ESTRATTO DEL TESTO:
◇ ◇ ◇ ◇
Lui è la star incontrastata, un batuffolo bianco abbandonato dalla
madre e salvato da Thomas Dörflein,
il padre adottivo, umano, con una barba scura scura. Lui è
Knut, l’orsetto dello zoo di Berlino che ha conquistato il cuore di
piccoli e grandi e le prime pagine dei giornali di tutto il mondo.
Una vera e propria macchina da soldi, che ha rivitalizzato le casse
dello Zoologischer Garten berlinese e riempito di gadget i negozi di
souvenir cittadini: i peluches originali della rinomata fabbrica
Steiff, quella con il bottone nell’orecchio e le migliaia di
repliche a poco prezzo delle bancarelle, i filmati in dvd in cui si
segue giorno per giorno la crescita del nostro eroe, i numeri
speciali delle riviste fotografiche, una sorta di fotoromanzo in
bianco. Fino ai libri disegnati dall’olandese Hans de Beer, Der
kleine Eisbär, appunto la saga di un orsetto bianco pre-Knut che
ovviamente ha saputo raccogliere l’onda della nuova passione.
Lui è lì, nel recinto dello
zoo, sbirciato, osservato, osannato da centinaia di fan al
giorno che attendono composti ma trepidanti che si conceda
per la passeggiata quotidiana, un po’ più fugace da quando
ha preso a fare un gran caldo. Knut cresce, da qualche
giorno ha superato i sei mesi d’età, ma cresce lentamente,
perché l’alimentazione artificiale lo ha salvato dalla morte
ma lo ha reso un po’ gracilino. Anche il suo papà, Thomas,
ha dovuto saggiare gli onori e gli oneri della fama, è
diventato suo malgrado un personaggio, fotografato,
intervistato, inseguito per il piacere dei lettori e dei
telespettatori che fanno salire vendite e audience ogni qual
volta che uno dei protagonisti della saga di Knut si
confessa al pubblico.
◇ ◇ ◇ ◇
LAVORO DA SVOLGERE:
Prosegui il testo sull'orsetto Knut riportato qui sopra, partendo subito dopo la sua ultima frase.

Voci di etichettatura della posizione nelle immagini:
◇ ◇ ◇ ◇
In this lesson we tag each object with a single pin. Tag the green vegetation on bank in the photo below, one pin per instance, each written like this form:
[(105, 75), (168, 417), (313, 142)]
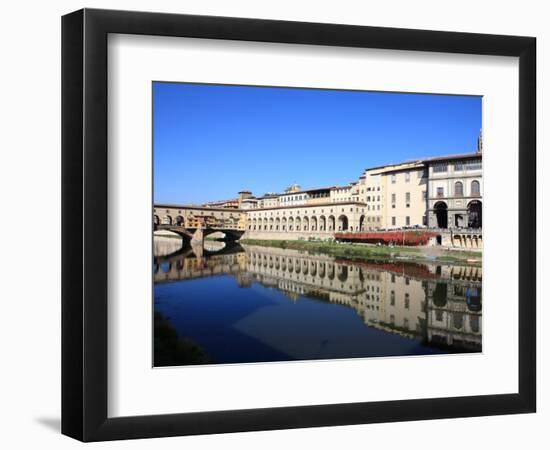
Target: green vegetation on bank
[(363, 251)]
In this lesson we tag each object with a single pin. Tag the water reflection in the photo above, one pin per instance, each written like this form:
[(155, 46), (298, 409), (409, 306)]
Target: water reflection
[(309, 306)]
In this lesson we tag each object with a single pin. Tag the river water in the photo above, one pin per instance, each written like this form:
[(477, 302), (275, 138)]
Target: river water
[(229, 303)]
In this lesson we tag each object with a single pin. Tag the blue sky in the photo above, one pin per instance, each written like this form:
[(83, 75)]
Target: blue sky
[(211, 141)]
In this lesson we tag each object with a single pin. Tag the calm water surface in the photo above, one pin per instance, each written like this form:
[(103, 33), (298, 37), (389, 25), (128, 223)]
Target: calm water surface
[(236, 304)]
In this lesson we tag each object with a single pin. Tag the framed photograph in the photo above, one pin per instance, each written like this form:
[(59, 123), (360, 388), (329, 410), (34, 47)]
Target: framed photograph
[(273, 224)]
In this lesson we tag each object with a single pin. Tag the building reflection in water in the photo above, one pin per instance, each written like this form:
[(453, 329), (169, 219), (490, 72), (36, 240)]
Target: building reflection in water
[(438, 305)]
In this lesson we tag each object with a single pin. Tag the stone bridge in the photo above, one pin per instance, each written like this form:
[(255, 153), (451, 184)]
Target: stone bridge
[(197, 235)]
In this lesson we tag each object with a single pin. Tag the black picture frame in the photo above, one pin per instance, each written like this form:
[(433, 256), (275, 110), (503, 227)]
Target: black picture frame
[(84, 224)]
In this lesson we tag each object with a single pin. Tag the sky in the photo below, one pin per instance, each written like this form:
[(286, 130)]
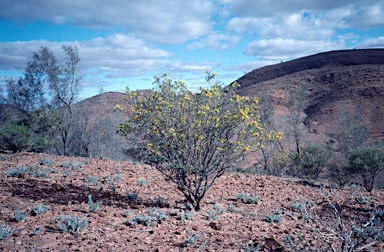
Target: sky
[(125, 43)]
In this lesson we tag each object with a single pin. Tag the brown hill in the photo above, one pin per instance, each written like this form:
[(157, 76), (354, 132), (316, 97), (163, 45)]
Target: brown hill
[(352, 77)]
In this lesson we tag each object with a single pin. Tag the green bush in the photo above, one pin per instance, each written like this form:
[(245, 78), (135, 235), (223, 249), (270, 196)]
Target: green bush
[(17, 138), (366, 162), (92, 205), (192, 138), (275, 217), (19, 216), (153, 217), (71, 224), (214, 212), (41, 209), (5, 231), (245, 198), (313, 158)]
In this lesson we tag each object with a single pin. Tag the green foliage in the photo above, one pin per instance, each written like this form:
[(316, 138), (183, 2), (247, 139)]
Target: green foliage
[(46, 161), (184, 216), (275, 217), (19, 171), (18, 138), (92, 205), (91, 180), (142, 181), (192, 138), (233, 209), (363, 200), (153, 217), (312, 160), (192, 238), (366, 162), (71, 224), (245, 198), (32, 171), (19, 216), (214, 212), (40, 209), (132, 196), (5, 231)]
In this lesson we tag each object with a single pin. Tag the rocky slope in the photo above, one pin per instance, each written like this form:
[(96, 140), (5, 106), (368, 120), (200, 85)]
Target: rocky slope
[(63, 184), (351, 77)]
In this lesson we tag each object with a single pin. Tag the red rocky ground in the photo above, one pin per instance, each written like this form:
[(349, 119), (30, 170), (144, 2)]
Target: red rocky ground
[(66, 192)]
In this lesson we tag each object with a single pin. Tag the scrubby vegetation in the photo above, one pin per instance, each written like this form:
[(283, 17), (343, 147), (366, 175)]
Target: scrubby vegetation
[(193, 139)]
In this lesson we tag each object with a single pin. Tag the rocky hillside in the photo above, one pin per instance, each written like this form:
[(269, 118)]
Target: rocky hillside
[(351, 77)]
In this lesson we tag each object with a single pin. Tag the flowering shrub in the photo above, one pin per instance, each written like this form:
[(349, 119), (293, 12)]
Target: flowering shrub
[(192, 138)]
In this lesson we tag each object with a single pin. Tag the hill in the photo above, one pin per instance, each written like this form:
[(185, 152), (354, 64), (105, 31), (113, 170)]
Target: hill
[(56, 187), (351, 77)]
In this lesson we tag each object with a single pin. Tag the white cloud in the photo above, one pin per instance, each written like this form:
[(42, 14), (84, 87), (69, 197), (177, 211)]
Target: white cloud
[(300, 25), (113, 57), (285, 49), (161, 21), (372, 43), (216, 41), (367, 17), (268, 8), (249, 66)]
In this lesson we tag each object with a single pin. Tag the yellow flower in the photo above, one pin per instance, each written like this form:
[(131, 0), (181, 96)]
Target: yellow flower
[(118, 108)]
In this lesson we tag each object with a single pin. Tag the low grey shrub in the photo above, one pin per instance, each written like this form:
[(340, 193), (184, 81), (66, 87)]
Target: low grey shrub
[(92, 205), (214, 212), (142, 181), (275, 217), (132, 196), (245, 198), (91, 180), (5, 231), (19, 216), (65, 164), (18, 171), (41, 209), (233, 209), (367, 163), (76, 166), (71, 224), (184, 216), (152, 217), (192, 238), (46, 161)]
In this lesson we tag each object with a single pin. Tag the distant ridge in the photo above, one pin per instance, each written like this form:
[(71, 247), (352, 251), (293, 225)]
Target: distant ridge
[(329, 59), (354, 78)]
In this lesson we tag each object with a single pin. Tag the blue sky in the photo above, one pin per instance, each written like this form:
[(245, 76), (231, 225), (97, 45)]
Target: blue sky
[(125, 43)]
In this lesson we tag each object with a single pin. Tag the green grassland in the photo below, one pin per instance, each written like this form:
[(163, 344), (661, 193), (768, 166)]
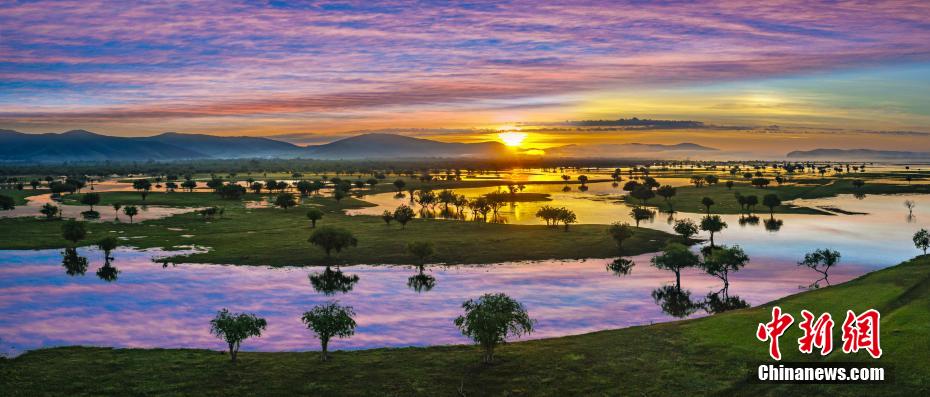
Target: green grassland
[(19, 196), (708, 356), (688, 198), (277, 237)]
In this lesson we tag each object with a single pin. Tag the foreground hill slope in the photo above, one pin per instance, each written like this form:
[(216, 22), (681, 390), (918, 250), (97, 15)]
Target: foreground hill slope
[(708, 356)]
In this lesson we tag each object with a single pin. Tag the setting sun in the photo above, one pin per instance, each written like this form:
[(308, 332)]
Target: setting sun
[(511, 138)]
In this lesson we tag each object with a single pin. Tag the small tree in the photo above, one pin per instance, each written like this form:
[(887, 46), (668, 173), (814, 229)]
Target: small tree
◇ ◇ ◇ ◇
RISPOSTA AL PROBLEMA:
Lui resta lì, star
incontrastata e vincente. Ogni tanto si presenta qualche
sfidante, qualche pretendente al trono. I pubblicitari
provano a replicare il successo di Knut e a fare degli zoo
berlinesi una sorta di fattoria degli animali che attira
turisti e consumatori di emozioni e gadget. Ma la favola non
si ripete, a testimonianza che il merchandising può
sfruttare il successo e amplificarlo, non crearlo. Prima ci
ha provato lo Zoologischer Garten con un cucciolo di
leopardo. Lanciato in pista come l’anti-Knut, ha trascorso
le giornate della sfida triste e solo, senza un solo bambino
che lo degnasse di uno sguardo. Poi è stata la volta
dell’elefantino senza nome, nato nello zoo concorrente di
Tierpark, a Friedrichsfelde, nell’Est.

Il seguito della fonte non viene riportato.